Point annotations for photos
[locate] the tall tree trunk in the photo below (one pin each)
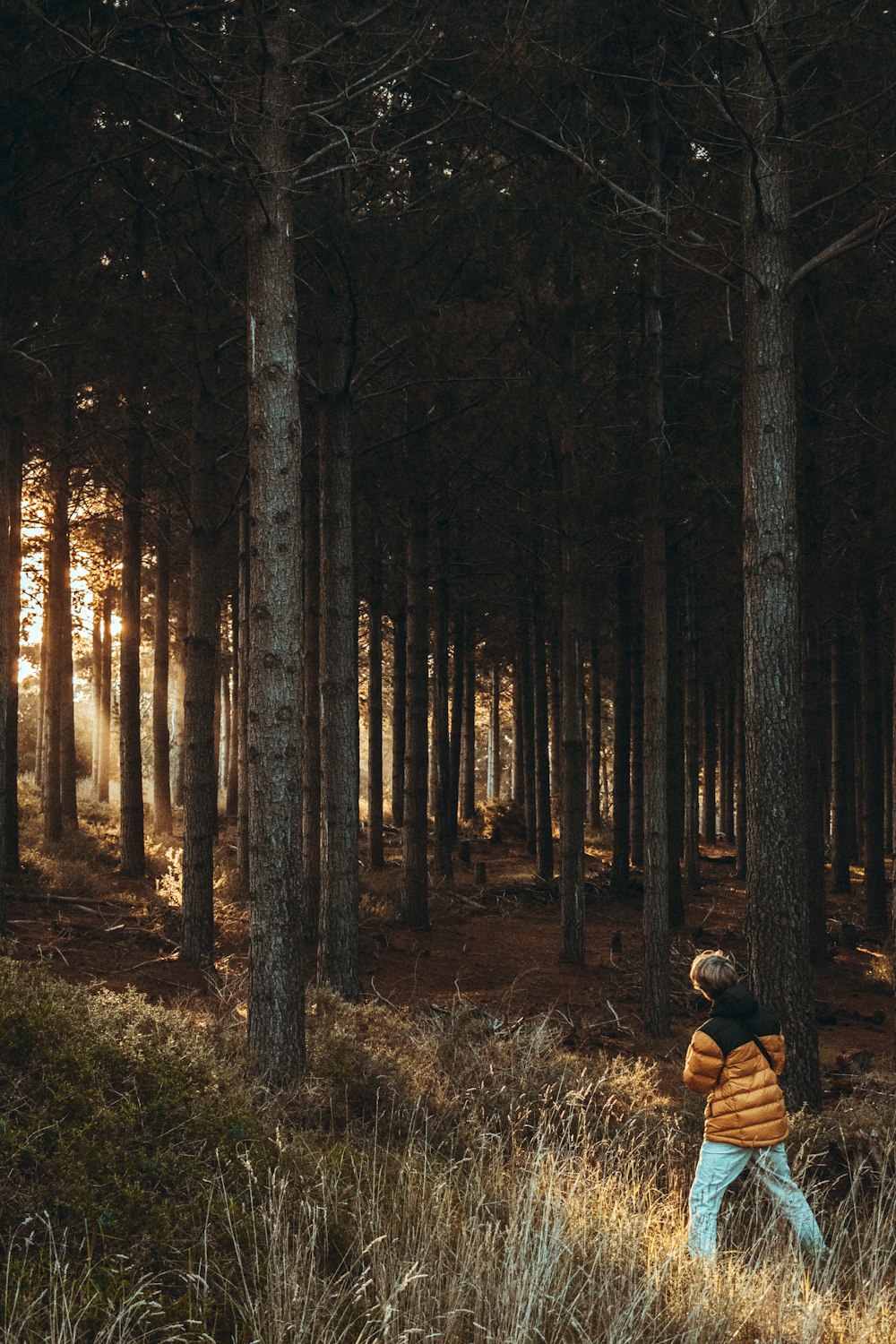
(654, 728)
(468, 758)
(134, 862)
(637, 733)
(710, 760)
(414, 838)
(622, 734)
(571, 725)
(105, 701)
(517, 788)
(777, 918)
(67, 752)
(51, 796)
(233, 761)
(443, 865)
(400, 709)
(527, 695)
(692, 739)
(42, 694)
(375, 855)
(458, 661)
(339, 932)
(740, 774)
(312, 702)
(594, 738)
(242, 728)
(201, 668)
(276, 981)
(13, 570)
(160, 731)
(543, 820)
(676, 755)
(495, 771)
(872, 779)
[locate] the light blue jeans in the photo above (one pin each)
(719, 1164)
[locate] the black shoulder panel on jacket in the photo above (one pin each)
(731, 1032)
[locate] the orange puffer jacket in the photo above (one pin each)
(745, 1104)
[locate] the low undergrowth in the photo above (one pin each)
(449, 1176)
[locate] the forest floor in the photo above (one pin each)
(492, 945)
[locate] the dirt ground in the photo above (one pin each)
(493, 943)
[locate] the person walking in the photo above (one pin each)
(735, 1059)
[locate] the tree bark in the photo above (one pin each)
(105, 701)
(872, 779)
(443, 865)
(594, 738)
(53, 615)
(160, 733)
(710, 761)
(312, 696)
(468, 758)
(571, 725)
(400, 709)
(339, 932)
(543, 817)
(414, 838)
(201, 660)
(622, 736)
(13, 570)
(777, 918)
(375, 855)
(692, 741)
(242, 726)
(134, 862)
(458, 663)
(276, 981)
(527, 696)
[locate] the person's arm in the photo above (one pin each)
(702, 1064)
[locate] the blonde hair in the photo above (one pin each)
(711, 972)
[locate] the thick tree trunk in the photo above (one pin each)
(312, 695)
(468, 758)
(375, 855)
(339, 932)
(495, 737)
(443, 865)
(414, 836)
(105, 701)
(13, 601)
(543, 820)
(777, 918)
(740, 774)
(67, 753)
(276, 981)
(134, 862)
(622, 734)
(594, 738)
(676, 757)
(692, 741)
(201, 661)
(527, 696)
(53, 616)
(233, 760)
(242, 726)
(571, 728)
(517, 787)
(872, 777)
(160, 731)
(637, 734)
(458, 661)
(400, 709)
(710, 761)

→ **SET TASK**: Output only the lines running from the line with "[locate] the orange" through the final line of the data, inclusive.

→ **ANSWER BELOW**:
[locate] the orange puffer jacket in the photo above (one pin each)
(745, 1104)
[locate] the low undergrowth in the photo above (one pin each)
(449, 1176)
[locate] the forest floor in the photo above (one pin each)
(492, 945)
[locate] the dirt ground in the photo above (one pin each)
(493, 943)
[locate] the person walking in the photo above (one pin each)
(735, 1059)
[locate] the tree bark in the photo above (one pin each)
(105, 701)
(872, 779)
(443, 865)
(594, 738)
(53, 615)
(160, 733)
(710, 761)
(312, 696)
(468, 758)
(571, 725)
(400, 709)
(339, 932)
(543, 817)
(414, 838)
(201, 660)
(622, 736)
(13, 570)
(777, 918)
(375, 855)
(692, 741)
(242, 726)
(134, 862)
(458, 663)
(276, 981)
(527, 696)
[locate] the person's arm in the photo above (one pin each)
(702, 1064)
[locate] the blonde hair in the photo above (one pin each)
(711, 972)
[locate] the thick tree trunk in the photo above (one pin each)
(312, 695)
(468, 758)
(375, 855)
(339, 932)
(495, 737)
(443, 865)
(414, 836)
(105, 701)
(13, 601)
(543, 820)
(777, 918)
(740, 774)
(67, 753)
(276, 981)
(134, 862)
(622, 734)
(594, 738)
(676, 757)
(692, 741)
(201, 661)
(527, 696)
(53, 616)
(233, 760)
(242, 726)
(571, 728)
(517, 787)
(872, 777)
(160, 731)
(637, 734)
(458, 661)
(400, 709)
(710, 761)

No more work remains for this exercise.